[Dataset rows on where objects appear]
— Begin —

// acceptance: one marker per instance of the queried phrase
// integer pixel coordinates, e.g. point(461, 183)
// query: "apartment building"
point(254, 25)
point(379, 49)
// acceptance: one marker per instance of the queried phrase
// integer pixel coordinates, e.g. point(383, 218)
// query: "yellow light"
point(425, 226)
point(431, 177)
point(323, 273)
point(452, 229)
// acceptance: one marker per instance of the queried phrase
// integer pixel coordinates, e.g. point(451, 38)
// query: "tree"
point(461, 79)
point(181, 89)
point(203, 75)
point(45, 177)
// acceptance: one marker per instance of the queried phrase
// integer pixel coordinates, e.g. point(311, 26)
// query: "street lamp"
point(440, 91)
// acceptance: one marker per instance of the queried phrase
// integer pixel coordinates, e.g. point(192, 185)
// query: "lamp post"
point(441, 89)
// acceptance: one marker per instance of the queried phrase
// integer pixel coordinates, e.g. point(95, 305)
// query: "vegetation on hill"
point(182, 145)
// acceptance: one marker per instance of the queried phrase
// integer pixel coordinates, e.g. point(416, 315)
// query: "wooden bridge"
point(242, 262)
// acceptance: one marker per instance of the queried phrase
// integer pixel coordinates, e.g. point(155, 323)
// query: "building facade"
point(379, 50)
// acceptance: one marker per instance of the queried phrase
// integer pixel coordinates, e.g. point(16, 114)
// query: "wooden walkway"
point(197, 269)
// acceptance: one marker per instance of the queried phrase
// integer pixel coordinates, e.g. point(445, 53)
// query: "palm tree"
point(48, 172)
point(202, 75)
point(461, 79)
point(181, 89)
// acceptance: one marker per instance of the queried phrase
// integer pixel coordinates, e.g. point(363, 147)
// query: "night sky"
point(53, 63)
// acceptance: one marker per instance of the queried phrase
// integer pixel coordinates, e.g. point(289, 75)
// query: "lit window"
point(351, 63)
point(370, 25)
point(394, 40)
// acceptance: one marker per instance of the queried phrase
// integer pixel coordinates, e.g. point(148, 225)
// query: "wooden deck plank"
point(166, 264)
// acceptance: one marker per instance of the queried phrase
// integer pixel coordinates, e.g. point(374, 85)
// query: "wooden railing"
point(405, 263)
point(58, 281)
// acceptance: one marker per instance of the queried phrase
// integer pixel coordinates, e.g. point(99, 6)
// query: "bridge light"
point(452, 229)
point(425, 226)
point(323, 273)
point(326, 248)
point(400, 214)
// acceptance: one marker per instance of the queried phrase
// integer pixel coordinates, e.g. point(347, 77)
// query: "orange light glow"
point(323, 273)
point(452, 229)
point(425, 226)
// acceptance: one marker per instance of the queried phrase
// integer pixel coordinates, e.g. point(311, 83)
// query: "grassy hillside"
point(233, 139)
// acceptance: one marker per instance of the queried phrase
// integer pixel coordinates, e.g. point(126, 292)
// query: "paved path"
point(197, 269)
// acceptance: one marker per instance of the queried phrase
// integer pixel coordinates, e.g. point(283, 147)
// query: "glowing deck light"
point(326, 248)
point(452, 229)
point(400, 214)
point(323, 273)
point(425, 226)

— End —

= GOAL OF THE EXERCISE =
Print the listing above in its entirety, with every line exact.

= THE REPLY =
// acceptance: one marker per instance of the queried phrase
// integer pixel coordinates, e.g. point(461, 183)
// query: "apartment building"
point(254, 25)
point(379, 49)
// acceptance: one marker per instance of the queried phrase
// integer pixel coordinates, e.g. point(383, 218)
// query: "yellow light"
point(425, 226)
point(431, 177)
point(323, 273)
point(452, 229)
// acceptance: one marker per instance of the queried phrase
// integer pixel coordinates, e.g. point(451, 38)
// query: "tree"
point(461, 79)
point(181, 89)
point(203, 75)
point(45, 177)
// acceptance: one marker per instance of the queried phrase
// integer pixel coordinates, e.g. point(311, 26)
// query: "street lamp"
point(440, 91)
// acceptance: one marker per instance of the queried phrase
// integer pixel coordinates, e.g. point(192, 185)
// query: "lamp post"
point(441, 89)
// acceptance: one marker per instance of the queried phrase
// integer pixel coordinates, e.g. point(95, 305)
// query: "vegetation on hill"
point(182, 145)
// acceptance: one marker per instance of the queried phrase
// integer pixel coordinates, e.g. point(416, 315)
// query: "wooden bridge"
point(242, 262)
// acceptance: one marker per instance of the queried phrase
// integer pixel coordinates, e.g. point(155, 323)
// query: "building facade"
point(379, 50)
// acceptance: one marker per instance of the queried phrase
// integer pixel coordinates, e.g. point(16, 114)
// query: "wooden walkway"
point(197, 269)
// acceptance: one marker per instance of the queried phrase
// integer pixel coordinates, e.g. point(445, 53)
// query: "palm tree"
point(48, 172)
point(202, 75)
point(461, 79)
point(181, 89)
// acceptance: one marker per instance of the queried phrase
// integer pixel coordinates, e.g. point(363, 147)
// query: "night sky"
point(53, 63)
// acceptance: one marker per instance of the queried phrase
// integer pixel coordinates, e.g. point(289, 75)
// query: "lit window"
point(351, 63)
point(370, 25)
point(394, 40)
// acceptance: one marker per instance of the queried phrase
// integer pixel coordinates, e.g. point(148, 225)
// query: "wooden deck plank"
point(166, 264)
// acceptance: one marker per instance of the queried phrase
// integer pixel coordinates, e.g. point(374, 85)
// query: "wooden railing"
point(405, 263)
point(58, 281)
// acceptance: one marker per instance of the queried phrase
// integer pixel coordinates, e.g. point(99, 6)
// query: "bridge light"
point(452, 229)
point(425, 226)
point(323, 273)
point(326, 248)
point(400, 214)
// acceptance: one marker per instance of the queried phrase
// integer pixel coordinates, e.g. point(347, 77)
// query: "orange light glow"
point(323, 273)
point(452, 229)
point(425, 226)
// acceptance: one marker per instance of the queried phrase
// integer pixel coordinates, e.g. point(311, 83)
// query: "grassy hillside"
point(233, 139)
// acceptance: one marker per instance of the queried phrase
// integer pixel coordinates, e.g. point(126, 292)
// query: "paved path"
point(197, 269)
// acceptance: one marker per instance of the queried phrase
// integer pixel coordinates, e.g. point(283, 147)
// query: "glowing deck light"
point(326, 248)
point(452, 229)
point(400, 214)
point(323, 273)
point(425, 226)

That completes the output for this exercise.